• **Exercise requirements**
An exact reproduction of all entries is expected.

Excerpts from a dataset
····················

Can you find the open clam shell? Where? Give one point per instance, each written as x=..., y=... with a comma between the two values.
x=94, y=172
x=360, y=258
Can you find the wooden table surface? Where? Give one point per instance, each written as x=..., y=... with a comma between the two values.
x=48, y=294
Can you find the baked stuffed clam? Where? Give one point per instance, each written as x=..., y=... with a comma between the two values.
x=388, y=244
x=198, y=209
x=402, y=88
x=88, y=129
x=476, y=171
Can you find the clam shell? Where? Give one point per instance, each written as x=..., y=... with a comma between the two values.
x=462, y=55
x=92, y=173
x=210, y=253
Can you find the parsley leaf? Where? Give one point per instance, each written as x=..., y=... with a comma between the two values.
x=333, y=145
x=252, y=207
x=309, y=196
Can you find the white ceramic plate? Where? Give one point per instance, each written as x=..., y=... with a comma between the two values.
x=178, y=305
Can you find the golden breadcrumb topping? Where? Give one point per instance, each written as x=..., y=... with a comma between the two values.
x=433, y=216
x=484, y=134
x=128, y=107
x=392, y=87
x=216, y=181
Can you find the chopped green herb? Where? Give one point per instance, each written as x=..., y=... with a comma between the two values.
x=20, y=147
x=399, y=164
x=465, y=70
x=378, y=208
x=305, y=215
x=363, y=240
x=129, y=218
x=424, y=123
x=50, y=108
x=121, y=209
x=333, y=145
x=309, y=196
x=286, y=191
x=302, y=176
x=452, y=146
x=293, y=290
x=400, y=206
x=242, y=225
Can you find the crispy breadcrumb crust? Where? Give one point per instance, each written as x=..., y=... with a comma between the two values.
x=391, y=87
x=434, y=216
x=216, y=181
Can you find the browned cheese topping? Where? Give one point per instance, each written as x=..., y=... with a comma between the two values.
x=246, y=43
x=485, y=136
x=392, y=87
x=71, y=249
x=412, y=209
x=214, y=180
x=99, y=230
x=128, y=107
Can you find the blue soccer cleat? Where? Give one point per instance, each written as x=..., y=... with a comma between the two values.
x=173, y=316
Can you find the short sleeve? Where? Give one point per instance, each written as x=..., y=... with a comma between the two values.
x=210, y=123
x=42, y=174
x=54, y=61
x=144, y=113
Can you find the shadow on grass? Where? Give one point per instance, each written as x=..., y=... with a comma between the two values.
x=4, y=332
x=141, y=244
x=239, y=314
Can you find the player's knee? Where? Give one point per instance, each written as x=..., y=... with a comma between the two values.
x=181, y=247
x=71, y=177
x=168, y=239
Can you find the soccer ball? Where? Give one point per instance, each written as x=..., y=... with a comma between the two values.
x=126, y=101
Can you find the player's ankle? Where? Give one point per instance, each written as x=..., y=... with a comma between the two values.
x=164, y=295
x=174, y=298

····················

• **Result**
Can you find the open clam shell? Where? Give one point per instance, each written as x=..., y=... with a comma between the two values.
x=94, y=172
x=360, y=258
Can you find the wooden table surface? Where? Give one point per instance, each written as x=..., y=... with a comma between the two values.
x=48, y=294
Can you find the baked stuffed clam? Where? Give one point per instance, each written as x=..., y=... with a comma between the two values.
x=388, y=244
x=198, y=209
x=402, y=88
x=88, y=129
x=476, y=171
Can you find the clam shell? Where? Give one point per instance, each written as x=..., y=... with a comma between the two values.
x=462, y=55
x=92, y=173
x=210, y=253
Can you find the parsley leaf? Where? Give one point per instance, each written as x=..., y=... with a comma between the two values.
x=333, y=145
x=252, y=207
x=309, y=196
Can you find the white ceramic plate? Where? Give one point per instance, each written as x=..., y=... with a comma between the two values.
x=178, y=305
Can you find the golden breadcrumb topping? Where? Give one point per instance, each written as x=..., y=... with a comma between the two values.
x=433, y=216
x=484, y=134
x=128, y=107
x=392, y=87
x=216, y=181
Can you find the chopped green herb? Where? Give one point per instance, each written as x=..., y=... with a comma between the two values.
x=20, y=147
x=399, y=164
x=465, y=70
x=378, y=208
x=305, y=215
x=363, y=240
x=129, y=218
x=424, y=123
x=50, y=108
x=121, y=209
x=333, y=145
x=309, y=196
x=286, y=191
x=302, y=176
x=452, y=146
x=293, y=290
x=400, y=206
x=242, y=225
Can you find the crispy breadcrumb crust? Where? Give one point per instance, each written as x=..., y=... with a comma between the two values.
x=391, y=87
x=434, y=216
x=216, y=181
Can you find the browned cheese topping? Where? Give one point per instance, each written as x=..., y=... with a comma between the two values.
x=246, y=43
x=485, y=136
x=392, y=87
x=71, y=249
x=412, y=209
x=214, y=180
x=99, y=230
x=128, y=107
Can you find the blue soccer cleat? Where? Give one point per instance, each written as x=..., y=... with a comma between the two values.
x=173, y=316
Can you find the short sleeve? Where? Give one point per instance, each written as x=..., y=... with a comma between the two values.
x=210, y=123
x=42, y=174
x=54, y=61
x=144, y=113
Can you find the shadow on grass? Where? Give one point per instance, each written as x=..., y=... with a comma between the two values.
x=4, y=332
x=141, y=244
x=239, y=314
Can you find the player's knee? Where? Give one point per instance, each written as x=..., y=... with a comma between the two values.
x=181, y=247
x=71, y=177
x=168, y=239
Can you find the soccer ball? Where? Give one point per instance, each written as x=..., y=... with a comma between the two values.
x=126, y=101
Can you find the player's ankle? Where? Give one point per instance, each written as x=..., y=... with a comma between the two values.
x=164, y=295
x=174, y=298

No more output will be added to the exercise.